§ DATA EXCERPTS:
┌──

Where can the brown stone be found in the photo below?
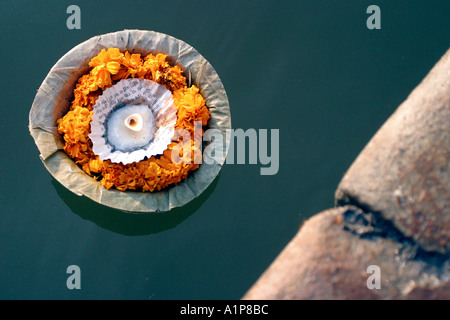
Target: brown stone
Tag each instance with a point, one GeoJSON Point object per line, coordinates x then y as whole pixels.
{"type": "Point", "coordinates": [404, 172]}
{"type": "Point", "coordinates": [329, 257]}
{"type": "Point", "coordinates": [394, 214]}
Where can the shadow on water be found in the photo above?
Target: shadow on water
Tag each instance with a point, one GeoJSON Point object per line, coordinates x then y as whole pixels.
{"type": "Point", "coordinates": [128, 223]}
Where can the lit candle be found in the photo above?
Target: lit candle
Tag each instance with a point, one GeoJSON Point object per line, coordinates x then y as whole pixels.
{"type": "Point", "coordinates": [134, 122]}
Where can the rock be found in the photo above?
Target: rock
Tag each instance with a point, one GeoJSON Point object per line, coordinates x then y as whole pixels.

└──

Recast every line of the items above as a numbered list, skipping blank lines and leaving out the pictures.

§ FINAL RESULT:
1. Where can the brown stone be found in the photo below?
2. Target: brown stone
3. Tag each instance with a point, one GeoJSON Point object per line, coordinates x then y as whole pixels.
4. {"type": "Point", "coordinates": [404, 172]}
5. {"type": "Point", "coordinates": [329, 257]}
6. {"type": "Point", "coordinates": [394, 214]}
7. Where can the shadow on water be found in the photo above?
8. Target: shadow on water
9. Tag each instance with a point, one GeoJSON Point object per line, coordinates x then y as whole pixels.
10. {"type": "Point", "coordinates": [128, 223]}
11. Where can the lit candle be found in the photo above?
12. Target: lit candle
13. Tag each instance with a point, one GeoJSON Point object per line, coordinates x then y as whole pixels.
14. {"type": "Point", "coordinates": [134, 122]}
15. Where can the rock be found in the photo above?
16. Target: rock
17. Tag each instance with a point, one GeoJSON Point object per line, coordinates x then y as whole pixels.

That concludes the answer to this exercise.